*** Data provided
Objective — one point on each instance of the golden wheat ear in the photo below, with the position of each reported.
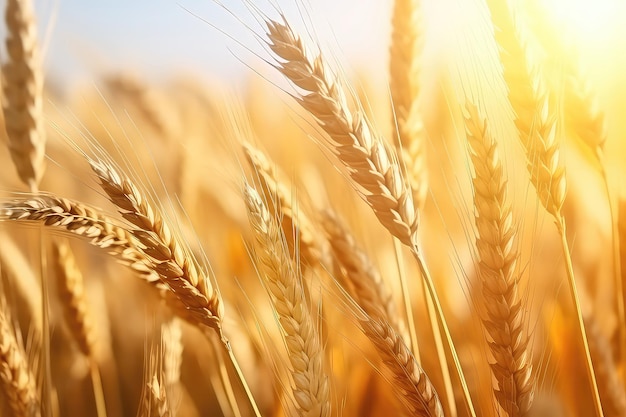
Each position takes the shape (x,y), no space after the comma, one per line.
(311,388)
(296,225)
(498,271)
(19,386)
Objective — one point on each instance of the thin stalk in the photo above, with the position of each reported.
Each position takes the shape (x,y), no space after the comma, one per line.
(583,334)
(98,392)
(432,317)
(246,388)
(432,292)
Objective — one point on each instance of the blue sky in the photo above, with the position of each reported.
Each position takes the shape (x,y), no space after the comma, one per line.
(159,37)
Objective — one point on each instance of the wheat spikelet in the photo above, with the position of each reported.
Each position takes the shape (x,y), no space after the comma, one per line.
(611,388)
(363,280)
(497,270)
(371,163)
(83,221)
(175,265)
(19,272)
(279,199)
(18,382)
(413,388)
(310,383)
(535,119)
(152,107)
(23,86)
(171,340)
(71,291)
(404,71)
(583,115)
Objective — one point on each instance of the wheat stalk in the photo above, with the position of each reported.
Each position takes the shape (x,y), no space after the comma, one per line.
(279,199)
(175,265)
(612,391)
(497,270)
(18,382)
(413,388)
(371,163)
(306,355)
(71,291)
(536,123)
(404,71)
(23,87)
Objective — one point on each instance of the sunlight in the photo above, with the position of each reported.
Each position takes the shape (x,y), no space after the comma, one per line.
(589,22)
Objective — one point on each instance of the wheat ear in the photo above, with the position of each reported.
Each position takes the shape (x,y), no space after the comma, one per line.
(81,220)
(175,265)
(306,355)
(71,291)
(536,123)
(279,199)
(155,402)
(23,90)
(404,70)
(363,280)
(612,391)
(586,122)
(17,380)
(414,389)
(371,163)
(497,270)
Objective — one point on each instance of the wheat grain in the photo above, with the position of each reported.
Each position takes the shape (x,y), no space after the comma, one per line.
(497,270)
(71,291)
(176,266)
(23,86)
(364,282)
(404,71)
(18,383)
(413,388)
(279,199)
(612,391)
(310,383)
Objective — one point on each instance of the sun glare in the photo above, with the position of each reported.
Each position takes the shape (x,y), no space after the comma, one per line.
(587,22)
******
= Work instructions =
Reply with an exact copy of the lines running from the one containing "Objective — one point on each instance of the sun glare" through the end of the entries above, both ends included.

= Solution to this problem =
Objective — one point on each instance of the sun glare in the photo above, with the position of each reported.
Each position takes the shape (x,y), no space after the comma, one per line.
(587,22)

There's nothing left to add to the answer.